WHAT NEEDS TO BE DONE: Repeat the first line of the listing and each line after it, exactly, through the line containing "tree trunk put".

RAW DATA:
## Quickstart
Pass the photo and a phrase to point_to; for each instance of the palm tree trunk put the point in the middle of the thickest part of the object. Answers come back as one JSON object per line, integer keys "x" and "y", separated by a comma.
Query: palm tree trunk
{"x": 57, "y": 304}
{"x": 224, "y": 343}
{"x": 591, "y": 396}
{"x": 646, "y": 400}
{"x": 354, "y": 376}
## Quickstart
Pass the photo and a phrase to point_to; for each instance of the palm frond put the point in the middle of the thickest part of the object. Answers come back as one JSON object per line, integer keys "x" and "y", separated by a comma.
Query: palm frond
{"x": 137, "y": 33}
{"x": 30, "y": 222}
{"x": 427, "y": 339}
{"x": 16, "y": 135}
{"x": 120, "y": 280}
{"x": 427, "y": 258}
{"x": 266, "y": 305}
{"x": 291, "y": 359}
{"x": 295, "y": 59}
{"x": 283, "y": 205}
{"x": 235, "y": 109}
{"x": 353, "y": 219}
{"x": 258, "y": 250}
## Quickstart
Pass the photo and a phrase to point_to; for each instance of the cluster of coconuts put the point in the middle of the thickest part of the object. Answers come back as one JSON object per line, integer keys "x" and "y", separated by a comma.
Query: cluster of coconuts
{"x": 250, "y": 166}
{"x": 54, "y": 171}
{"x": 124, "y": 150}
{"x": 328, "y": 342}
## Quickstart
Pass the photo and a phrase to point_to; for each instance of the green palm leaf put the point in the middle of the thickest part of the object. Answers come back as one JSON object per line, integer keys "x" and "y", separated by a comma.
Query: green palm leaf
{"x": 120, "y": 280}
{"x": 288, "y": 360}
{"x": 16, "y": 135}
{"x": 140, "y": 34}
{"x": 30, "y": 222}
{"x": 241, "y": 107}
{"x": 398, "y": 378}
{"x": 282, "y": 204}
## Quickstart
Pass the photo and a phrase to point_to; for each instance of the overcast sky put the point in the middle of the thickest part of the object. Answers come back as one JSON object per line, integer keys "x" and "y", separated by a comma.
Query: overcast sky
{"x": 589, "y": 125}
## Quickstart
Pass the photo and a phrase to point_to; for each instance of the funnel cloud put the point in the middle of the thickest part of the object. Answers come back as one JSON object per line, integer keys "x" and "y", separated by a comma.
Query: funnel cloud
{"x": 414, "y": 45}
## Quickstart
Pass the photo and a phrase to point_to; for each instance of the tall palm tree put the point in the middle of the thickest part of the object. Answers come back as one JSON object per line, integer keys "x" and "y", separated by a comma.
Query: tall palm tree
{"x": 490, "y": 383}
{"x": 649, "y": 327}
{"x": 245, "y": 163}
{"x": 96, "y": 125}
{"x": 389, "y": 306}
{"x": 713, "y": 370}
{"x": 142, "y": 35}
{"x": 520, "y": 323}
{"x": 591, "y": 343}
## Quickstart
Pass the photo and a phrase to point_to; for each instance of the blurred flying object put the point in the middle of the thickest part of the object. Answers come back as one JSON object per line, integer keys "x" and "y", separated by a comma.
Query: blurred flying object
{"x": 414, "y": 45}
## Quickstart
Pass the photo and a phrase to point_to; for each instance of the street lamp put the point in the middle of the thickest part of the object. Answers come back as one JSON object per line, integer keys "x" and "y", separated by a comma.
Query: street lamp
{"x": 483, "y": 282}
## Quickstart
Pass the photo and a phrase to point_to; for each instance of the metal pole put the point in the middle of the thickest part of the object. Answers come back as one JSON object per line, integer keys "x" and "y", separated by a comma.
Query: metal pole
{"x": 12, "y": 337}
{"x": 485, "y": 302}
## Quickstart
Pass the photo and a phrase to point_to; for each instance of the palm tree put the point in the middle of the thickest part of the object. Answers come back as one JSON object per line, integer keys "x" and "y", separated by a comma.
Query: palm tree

TASK RESULT:
## Quickstart
Pass the photo and a phrase to point_to; for each instance of the palm tree trunk put the point in the middle of the thickest part of the object. Answers come back as one JSON object per line, integer keys "x" and "y", separated by a comma.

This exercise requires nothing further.